Set problem 1:
Rename a phrase in the article on Benedict XVI: give the passage starting at "Pope emeritus Benedict" and ending at "German-language news partner." again, with "condolence message" replaced by "letter of sympathy".
Set problem 2:
Scale the records starting at the line that contains "Note: mark the person in dark" and ending at the final line of the records, both included. Write those lines out again with their requests, multiplying every coordinate in the answers by 0.45 and rounding to whole numbers, with halves rounded up.

Text section:
= = =
CNA Staff   By CNA Staff

Benedict XVI. / Giulio Napolitano via Shutterstock.

Wilhering, Austria, Oct 19, 2021 / 09:00 am (CNA).

Pope emeritus Benedict XVI has said that he looks forward to joining his friends in heaven in a condolence message following the death of a Cistercian priest.

In a letter dated Oct. 2 and released by Wilhering Abbey in Austria, the 94-year-old retired pope said that the death of Fr. Gerhard Winkler touched him profoundly, reported CNA Deutsch, CNA’s German-language news partner.

“The news of the passing of Prof. Dr. Gerhard Winkler O. Cist., which you have conveyed to me, has affected me deeply,” wrote Benedict XVI, who was pope from 2005 to 2013.

“Among all colleagues and friends, he was the closest to me. His cheerfulness and deep faith always attracted me.”

“Now he has arrived in the next world, where I am sure many friends are already waiting for him. I hope that I can join them soon.”

Bernhard Winkler was born in Wilhering, Upper Austria, near the city of Linz, in 1931. He entered the local Cistercian monastery in 1951, taking the religious name Gerhard. He was ordained a priest on June 29, 1955, in Linz.
= = =
A run of records:
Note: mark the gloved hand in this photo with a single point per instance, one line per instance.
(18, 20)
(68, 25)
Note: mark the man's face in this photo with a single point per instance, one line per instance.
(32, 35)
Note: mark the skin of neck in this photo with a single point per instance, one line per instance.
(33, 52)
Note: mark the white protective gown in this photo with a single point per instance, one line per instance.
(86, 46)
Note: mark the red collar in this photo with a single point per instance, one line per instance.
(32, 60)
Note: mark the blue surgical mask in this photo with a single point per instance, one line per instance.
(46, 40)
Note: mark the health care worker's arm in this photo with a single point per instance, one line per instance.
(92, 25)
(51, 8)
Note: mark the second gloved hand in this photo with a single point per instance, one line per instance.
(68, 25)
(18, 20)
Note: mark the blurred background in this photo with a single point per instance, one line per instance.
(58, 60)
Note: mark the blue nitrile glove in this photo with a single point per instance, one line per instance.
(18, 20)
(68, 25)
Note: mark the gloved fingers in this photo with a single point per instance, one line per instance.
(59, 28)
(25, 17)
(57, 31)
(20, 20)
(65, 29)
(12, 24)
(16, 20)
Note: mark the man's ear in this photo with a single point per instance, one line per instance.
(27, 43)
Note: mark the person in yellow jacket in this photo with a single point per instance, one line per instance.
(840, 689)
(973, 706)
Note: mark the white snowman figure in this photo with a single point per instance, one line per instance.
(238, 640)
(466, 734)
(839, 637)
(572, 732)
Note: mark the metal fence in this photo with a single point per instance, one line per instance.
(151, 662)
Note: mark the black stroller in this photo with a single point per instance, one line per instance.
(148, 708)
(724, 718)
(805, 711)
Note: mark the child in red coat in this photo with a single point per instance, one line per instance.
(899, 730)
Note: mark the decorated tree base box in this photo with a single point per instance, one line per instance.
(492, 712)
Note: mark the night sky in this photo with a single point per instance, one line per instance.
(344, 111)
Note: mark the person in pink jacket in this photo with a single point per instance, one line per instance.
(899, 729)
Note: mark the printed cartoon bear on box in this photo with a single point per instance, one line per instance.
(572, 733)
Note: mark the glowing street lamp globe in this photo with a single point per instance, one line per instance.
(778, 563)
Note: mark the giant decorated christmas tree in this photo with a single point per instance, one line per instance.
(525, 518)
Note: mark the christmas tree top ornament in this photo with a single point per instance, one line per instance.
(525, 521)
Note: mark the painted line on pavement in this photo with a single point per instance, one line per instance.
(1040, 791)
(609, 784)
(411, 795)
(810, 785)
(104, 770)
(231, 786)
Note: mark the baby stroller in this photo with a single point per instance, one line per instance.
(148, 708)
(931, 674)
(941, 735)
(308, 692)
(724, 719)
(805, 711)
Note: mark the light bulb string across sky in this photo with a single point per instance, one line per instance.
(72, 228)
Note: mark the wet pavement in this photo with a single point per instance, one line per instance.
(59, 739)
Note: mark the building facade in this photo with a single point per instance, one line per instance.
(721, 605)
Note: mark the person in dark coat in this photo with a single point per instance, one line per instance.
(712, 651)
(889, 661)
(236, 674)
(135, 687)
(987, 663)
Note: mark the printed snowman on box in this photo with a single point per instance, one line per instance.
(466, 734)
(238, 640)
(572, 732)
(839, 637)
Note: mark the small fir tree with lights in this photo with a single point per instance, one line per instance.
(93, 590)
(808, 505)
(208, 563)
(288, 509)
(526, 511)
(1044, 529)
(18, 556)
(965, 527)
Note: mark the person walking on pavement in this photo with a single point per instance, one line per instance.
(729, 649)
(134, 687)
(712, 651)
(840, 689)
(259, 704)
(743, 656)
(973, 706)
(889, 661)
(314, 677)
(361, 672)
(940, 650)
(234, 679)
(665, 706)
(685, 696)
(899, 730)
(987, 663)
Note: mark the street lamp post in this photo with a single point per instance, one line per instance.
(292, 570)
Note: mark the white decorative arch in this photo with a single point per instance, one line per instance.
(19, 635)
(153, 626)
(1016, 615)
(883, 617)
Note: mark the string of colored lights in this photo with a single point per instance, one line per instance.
= = =
Exercise output 1:
Pope emeritus Benedict XVI has said that he looks forward to joining his friends in heaven in a letter of sympathy following the death of a Cistercian priest.

In a letter dated Oct. 2 and released by Wilhering Abbey in Austria, the 94-year-old retired pope said that the death of Fr. Gerhard Winkler touched him profoundly, reported CNA Deutsch, CNA’s German-language news partner.

Exercise output 2:
Note: mark the person in dark coat in this photo with a single point per instance, one line per instance.
(320, 293)
(400, 297)
(106, 303)
(61, 309)
(444, 298)
Note: mark the printed snowman on box in this photo with a single point per instance, one line per instance.
(210, 330)
(107, 288)
(257, 329)
(378, 287)
Note: mark the small fir tree with lights in this photo with a single point per instance, one line per instance.
(42, 266)
(364, 227)
(94, 253)
(130, 229)
(237, 230)
(470, 238)
(8, 250)
(434, 237)
Note: mark the person walking on pavement in this photo with a single point per instance, one line per instance.
(328, 292)
(60, 309)
(320, 293)
(378, 310)
(117, 317)
(334, 295)
(438, 318)
(400, 297)
(141, 305)
(162, 302)
(423, 293)
(105, 306)
(299, 318)
(308, 313)
(405, 329)
(444, 298)
Note: mark the street lamp post in this photo with a single point per instance, one line per instance.
(131, 257)
Note: mark the white decorative arch in this photo with a single point per instance, one line per instance.
(9, 286)
(69, 282)
(457, 277)
(397, 278)
Note: mark the string of colored lights in this photo with a single point per instance, one line per instance.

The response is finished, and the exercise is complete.